>>>
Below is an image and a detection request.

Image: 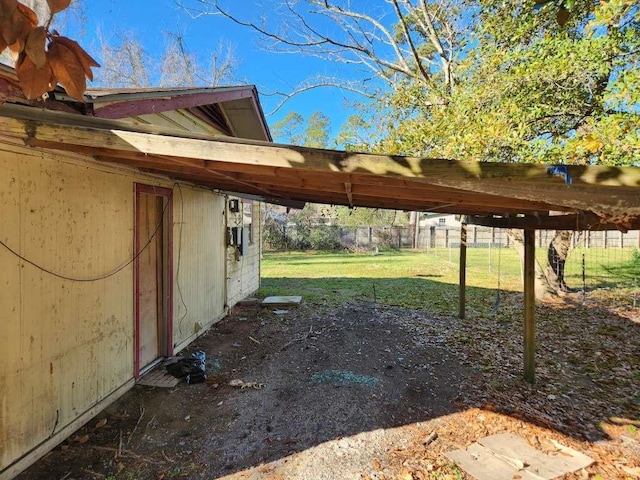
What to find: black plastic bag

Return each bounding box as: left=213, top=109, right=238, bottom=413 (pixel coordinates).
left=165, top=350, right=207, bottom=383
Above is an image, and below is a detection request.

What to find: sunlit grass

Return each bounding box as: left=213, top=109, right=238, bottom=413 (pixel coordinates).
left=259, top=248, right=638, bottom=315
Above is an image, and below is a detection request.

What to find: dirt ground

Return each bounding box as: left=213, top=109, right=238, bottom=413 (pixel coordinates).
left=17, top=297, right=640, bottom=480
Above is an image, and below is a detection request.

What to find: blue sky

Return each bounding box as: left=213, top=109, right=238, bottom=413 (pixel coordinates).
left=65, top=0, right=365, bottom=141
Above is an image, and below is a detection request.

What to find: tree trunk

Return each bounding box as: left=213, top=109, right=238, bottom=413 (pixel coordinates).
left=508, top=229, right=556, bottom=300
left=508, top=229, right=574, bottom=299
left=545, top=230, right=573, bottom=293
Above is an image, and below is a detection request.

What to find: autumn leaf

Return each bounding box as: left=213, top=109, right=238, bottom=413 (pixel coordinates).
left=1, top=1, right=33, bottom=47
left=15, top=52, right=54, bottom=99
left=25, top=26, right=47, bottom=68
left=581, top=134, right=604, bottom=154
left=0, top=0, right=18, bottom=45
left=16, top=2, right=37, bottom=28
left=48, top=39, right=86, bottom=101
left=46, top=0, right=71, bottom=15
left=53, top=36, right=100, bottom=81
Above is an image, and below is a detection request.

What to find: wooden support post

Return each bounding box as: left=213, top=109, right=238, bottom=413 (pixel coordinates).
left=459, top=221, right=468, bottom=320
left=523, top=229, right=536, bottom=384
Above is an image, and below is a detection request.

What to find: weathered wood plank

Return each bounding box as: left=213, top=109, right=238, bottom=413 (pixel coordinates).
left=524, top=229, right=536, bottom=384
left=467, top=213, right=640, bottom=232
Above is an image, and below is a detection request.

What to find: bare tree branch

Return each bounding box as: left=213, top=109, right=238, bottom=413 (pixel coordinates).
left=390, top=0, right=432, bottom=83
left=175, top=0, right=464, bottom=104
left=260, top=77, right=376, bottom=115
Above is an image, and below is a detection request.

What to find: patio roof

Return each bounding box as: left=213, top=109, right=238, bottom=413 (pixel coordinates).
left=0, top=102, right=639, bottom=231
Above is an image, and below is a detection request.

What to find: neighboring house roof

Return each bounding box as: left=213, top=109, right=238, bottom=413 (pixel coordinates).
left=0, top=66, right=271, bottom=142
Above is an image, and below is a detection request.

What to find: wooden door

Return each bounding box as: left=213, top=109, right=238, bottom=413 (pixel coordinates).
left=135, top=185, right=173, bottom=377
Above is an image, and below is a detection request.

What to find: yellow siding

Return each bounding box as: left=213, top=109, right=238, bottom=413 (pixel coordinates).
left=226, top=200, right=261, bottom=307
left=0, top=139, right=136, bottom=469
left=0, top=138, right=232, bottom=474
left=172, top=187, right=226, bottom=351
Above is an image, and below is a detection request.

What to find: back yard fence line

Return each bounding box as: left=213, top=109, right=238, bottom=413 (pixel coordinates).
left=270, top=225, right=640, bottom=251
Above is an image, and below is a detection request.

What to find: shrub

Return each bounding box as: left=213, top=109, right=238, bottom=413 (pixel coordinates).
left=263, top=215, right=290, bottom=251
left=309, top=224, right=342, bottom=251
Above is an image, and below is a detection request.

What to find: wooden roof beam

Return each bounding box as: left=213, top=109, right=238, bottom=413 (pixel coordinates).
left=467, top=213, right=640, bottom=232
left=1, top=108, right=639, bottom=221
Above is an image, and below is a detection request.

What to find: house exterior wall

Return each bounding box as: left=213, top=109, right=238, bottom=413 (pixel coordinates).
left=0, top=137, right=238, bottom=479
left=226, top=199, right=261, bottom=306
left=420, top=214, right=462, bottom=228
left=171, top=186, right=227, bottom=352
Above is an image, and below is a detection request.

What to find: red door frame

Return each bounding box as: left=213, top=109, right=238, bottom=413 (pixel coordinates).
left=134, top=184, right=174, bottom=378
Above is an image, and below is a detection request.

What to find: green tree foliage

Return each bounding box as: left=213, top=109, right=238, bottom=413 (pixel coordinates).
left=271, top=110, right=331, bottom=147
left=334, top=207, right=408, bottom=228
left=193, top=0, right=638, bottom=166
left=383, top=0, right=640, bottom=166
left=304, top=111, right=331, bottom=148
left=270, top=111, right=305, bottom=144
left=335, top=114, right=372, bottom=151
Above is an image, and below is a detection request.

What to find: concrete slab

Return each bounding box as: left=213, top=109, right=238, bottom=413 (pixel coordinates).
left=261, top=295, right=303, bottom=307
left=445, top=433, right=593, bottom=480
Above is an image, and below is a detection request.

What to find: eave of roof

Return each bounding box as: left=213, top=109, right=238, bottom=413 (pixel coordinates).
left=0, top=64, right=272, bottom=142
left=77, top=85, right=271, bottom=142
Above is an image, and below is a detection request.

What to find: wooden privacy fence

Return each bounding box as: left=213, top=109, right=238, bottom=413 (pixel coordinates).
left=280, top=225, right=640, bottom=250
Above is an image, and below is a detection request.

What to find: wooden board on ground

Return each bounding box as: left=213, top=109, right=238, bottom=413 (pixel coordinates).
left=445, top=433, right=593, bottom=480
left=136, top=368, right=181, bottom=388
left=261, top=296, right=303, bottom=307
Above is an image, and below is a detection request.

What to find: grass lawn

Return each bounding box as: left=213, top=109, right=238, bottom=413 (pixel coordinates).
left=257, top=248, right=640, bottom=479
left=259, top=248, right=639, bottom=316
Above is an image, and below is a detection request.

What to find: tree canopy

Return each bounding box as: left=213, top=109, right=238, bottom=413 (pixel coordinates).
left=384, top=0, right=640, bottom=166
left=188, top=0, right=639, bottom=166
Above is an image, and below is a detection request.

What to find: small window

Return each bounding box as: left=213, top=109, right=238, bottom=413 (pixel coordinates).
left=243, top=201, right=254, bottom=244
left=438, top=217, right=446, bottom=225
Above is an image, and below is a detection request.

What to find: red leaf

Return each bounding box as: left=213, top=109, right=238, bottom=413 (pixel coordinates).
left=16, top=52, right=54, bottom=99
left=1, top=2, right=31, bottom=46
left=46, top=0, right=71, bottom=15
left=48, top=39, right=86, bottom=101
left=16, top=2, right=38, bottom=29
left=0, top=0, right=18, bottom=45
left=25, top=26, right=47, bottom=68
left=7, top=39, right=22, bottom=57
left=52, top=36, right=100, bottom=81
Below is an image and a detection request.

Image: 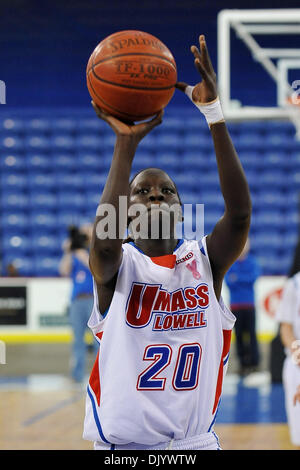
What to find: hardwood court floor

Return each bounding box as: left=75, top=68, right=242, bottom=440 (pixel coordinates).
left=0, top=343, right=296, bottom=451
left=0, top=376, right=295, bottom=451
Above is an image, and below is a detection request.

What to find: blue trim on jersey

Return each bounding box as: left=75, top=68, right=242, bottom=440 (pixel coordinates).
left=174, top=238, right=184, bottom=251
left=87, top=386, right=111, bottom=444
left=129, top=239, right=184, bottom=254
left=110, top=444, right=116, bottom=450
left=207, top=400, right=220, bottom=432
left=212, top=430, right=221, bottom=449
left=101, top=308, right=109, bottom=320
left=223, top=353, right=229, bottom=366
left=200, top=246, right=206, bottom=256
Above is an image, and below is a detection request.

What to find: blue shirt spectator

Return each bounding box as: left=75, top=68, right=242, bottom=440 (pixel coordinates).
left=225, top=252, right=261, bottom=308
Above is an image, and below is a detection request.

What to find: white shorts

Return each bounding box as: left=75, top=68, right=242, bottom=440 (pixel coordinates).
left=283, top=357, right=300, bottom=446
left=94, top=431, right=221, bottom=451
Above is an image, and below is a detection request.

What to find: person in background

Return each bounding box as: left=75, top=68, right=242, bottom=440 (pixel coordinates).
left=276, top=236, right=300, bottom=449
left=5, top=262, right=19, bottom=277
left=225, top=238, right=261, bottom=376
left=59, top=224, right=96, bottom=383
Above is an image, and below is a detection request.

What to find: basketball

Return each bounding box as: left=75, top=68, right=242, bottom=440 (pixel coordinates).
left=86, top=30, right=177, bottom=121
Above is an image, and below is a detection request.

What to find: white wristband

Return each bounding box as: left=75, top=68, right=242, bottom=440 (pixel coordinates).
left=185, top=85, right=225, bottom=127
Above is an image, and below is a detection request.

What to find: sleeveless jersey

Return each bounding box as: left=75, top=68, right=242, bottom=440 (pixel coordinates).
left=276, top=272, right=300, bottom=354
left=83, top=236, right=236, bottom=446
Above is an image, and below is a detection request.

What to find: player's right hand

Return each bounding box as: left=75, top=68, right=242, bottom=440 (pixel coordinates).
left=91, top=101, right=163, bottom=146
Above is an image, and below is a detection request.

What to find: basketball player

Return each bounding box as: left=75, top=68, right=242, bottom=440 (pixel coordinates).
left=83, top=35, right=251, bottom=450
left=276, top=271, right=300, bottom=449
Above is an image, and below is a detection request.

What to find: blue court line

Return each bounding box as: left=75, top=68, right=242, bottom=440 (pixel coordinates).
left=22, top=392, right=83, bottom=427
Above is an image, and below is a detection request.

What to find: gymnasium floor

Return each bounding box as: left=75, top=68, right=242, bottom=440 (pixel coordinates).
left=0, top=342, right=296, bottom=451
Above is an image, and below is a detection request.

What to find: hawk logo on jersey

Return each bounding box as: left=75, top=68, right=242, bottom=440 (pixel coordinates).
left=125, top=282, right=209, bottom=331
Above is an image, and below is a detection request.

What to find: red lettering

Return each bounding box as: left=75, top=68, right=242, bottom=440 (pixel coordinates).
left=186, top=313, right=195, bottom=328
left=162, top=315, right=173, bottom=330
left=196, top=284, right=209, bottom=307
left=199, top=311, right=207, bottom=326
left=185, top=288, right=198, bottom=309
left=154, top=290, right=170, bottom=312
left=153, top=314, right=163, bottom=330
left=126, top=284, right=159, bottom=327
left=172, top=314, right=187, bottom=329
left=171, top=290, right=186, bottom=312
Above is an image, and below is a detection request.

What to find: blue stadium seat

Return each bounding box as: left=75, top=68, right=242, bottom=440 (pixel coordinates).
left=259, top=169, right=286, bottom=189
left=0, top=154, right=26, bottom=172
left=75, top=134, right=102, bottom=151
left=25, top=135, right=50, bottom=151
left=56, top=173, right=85, bottom=192
left=29, top=192, right=57, bottom=211
left=56, top=211, right=83, bottom=230
left=262, top=151, right=291, bottom=171
left=26, top=153, right=52, bottom=172
left=51, top=153, right=76, bottom=172
left=33, top=256, right=60, bottom=276
left=235, top=133, right=265, bottom=151
left=257, top=190, right=286, bottom=210
left=235, top=121, right=265, bottom=134
left=25, top=118, right=51, bottom=134
left=265, top=120, right=294, bottom=135
left=238, top=151, right=264, bottom=171
left=1, top=213, right=28, bottom=233
left=57, top=193, right=85, bottom=210
left=180, top=152, right=213, bottom=172
left=29, top=212, right=57, bottom=233
left=76, top=153, right=102, bottom=172
left=28, top=173, right=56, bottom=192
left=155, top=133, right=182, bottom=149
left=1, top=193, right=29, bottom=212
left=250, top=231, right=282, bottom=251
left=181, top=132, right=212, bottom=151
left=50, top=135, right=74, bottom=151
left=76, top=118, right=105, bottom=133
left=2, top=255, right=34, bottom=277
left=137, top=133, right=157, bottom=151
left=284, top=210, right=299, bottom=231
left=263, top=133, right=288, bottom=149
left=51, top=118, right=77, bottom=133
left=2, top=234, right=32, bottom=255
left=135, top=151, right=157, bottom=168
left=31, top=234, right=59, bottom=255
left=180, top=191, right=198, bottom=205
left=0, top=118, right=24, bottom=134
left=254, top=210, right=283, bottom=229
left=0, top=135, right=24, bottom=151
left=1, top=174, right=27, bottom=193
left=287, top=170, right=300, bottom=190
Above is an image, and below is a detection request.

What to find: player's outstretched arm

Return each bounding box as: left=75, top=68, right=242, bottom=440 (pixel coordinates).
left=176, top=35, right=251, bottom=299
left=89, top=103, right=163, bottom=286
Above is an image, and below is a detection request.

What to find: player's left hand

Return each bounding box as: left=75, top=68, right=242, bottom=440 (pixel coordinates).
left=293, top=385, right=300, bottom=406
left=176, top=35, right=218, bottom=104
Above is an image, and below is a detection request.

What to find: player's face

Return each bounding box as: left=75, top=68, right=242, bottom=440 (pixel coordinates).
left=129, top=168, right=180, bottom=207
left=128, top=169, right=182, bottom=240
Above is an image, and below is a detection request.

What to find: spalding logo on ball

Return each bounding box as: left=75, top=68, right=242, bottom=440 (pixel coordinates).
left=86, top=30, right=177, bottom=122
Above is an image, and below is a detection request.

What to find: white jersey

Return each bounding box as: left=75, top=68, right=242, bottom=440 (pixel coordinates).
left=83, top=236, right=235, bottom=447
left=276, top=272, right=300, bottom=355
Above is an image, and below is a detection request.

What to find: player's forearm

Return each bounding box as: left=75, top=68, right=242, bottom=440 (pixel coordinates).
left=210, top=122, right=252, bottom=222
left=91, top=136, right=136, bottom=255
left=280, top=322, right=298, bottom=353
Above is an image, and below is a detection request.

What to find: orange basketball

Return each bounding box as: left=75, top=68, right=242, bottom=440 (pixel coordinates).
left=86, top=30, right=177, bottom=122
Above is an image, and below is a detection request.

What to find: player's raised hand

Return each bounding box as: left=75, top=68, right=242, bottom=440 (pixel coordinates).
left=91, top=101, right=163, bottom=146
left=176, top=35, right=218, bottom=104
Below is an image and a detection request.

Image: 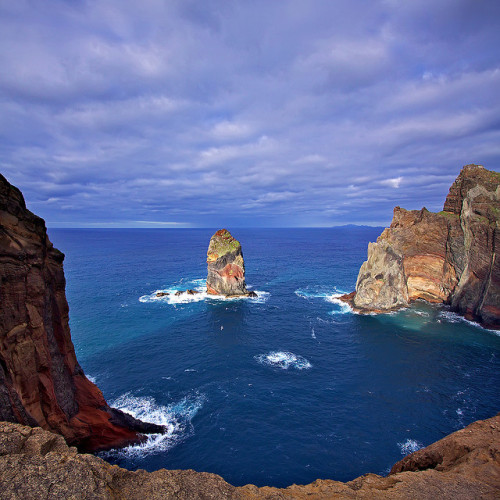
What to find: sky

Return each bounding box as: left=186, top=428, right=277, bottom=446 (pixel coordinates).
left=1, top=0, right=499, bottom=228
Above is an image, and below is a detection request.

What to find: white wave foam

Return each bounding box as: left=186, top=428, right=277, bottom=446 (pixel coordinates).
left=87, top=375, right=97, bottom=384
left=438, top=310, right=500, bottom=334
left=411, top=310, right=430, bottom=317
left=295, top=286, right=347, bottom=300
left=398, top=438, right=423, bottom=455
left=101, top=392, right=205, bottom=459
left=326, top=294, right=352, bottom=315
left=255, top=351, right=312, bottom=370
left=139, top=278, right=269, bottom=305
left=295, top=286, right=353, bottom=315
<<<
### Exercise description
Only lines belong in the copy, not pictures: write out exactly the lines of the records from the first through the one holding "What to find: autumn leaf".

### The answer
Below is an image and a detection request.

Image: 
What to find: black plastic bag

Return each bounding box as: left=213, top=109, right=238, bottom=413 (pixel coordinates).
left=165, top=350, right=207, bottom=383
Above is an image, and below is a detection request.

What to find: sunlit grass

Return each bounding box as: left=213, top=109, right=238, bottom=413 (pixel coordinates).
left=259, top=248, right=638, bottom=315
Above is an image, and below is a detection request.

What to find: dirt ground

Return each bounding box as: left=213, top=109, right=238, bottom=413 (pixel coordinates).
left=17, top=297, right=640, bottom=480
Above is an image, and below is a detection request.

What to find: blue sky

Return each bounding box as: left=213, top=109, right=238, bottom=413 (pixel coordinates).
left=65, top=0, right=365, bottom=141
Above is an image, and below is a detection request.

What to find: tree trunk

Return each bounding box as: left=213, top=109, right=238, bottom=413 (pixel coordinates).
left=508, top=229, right=556, bottom=300
left=508, top=229, right=574, bottom=299
left=545, top=230, right=573, bottom=293
Above is an image, and below is a detection request.

What to find: autumn leaf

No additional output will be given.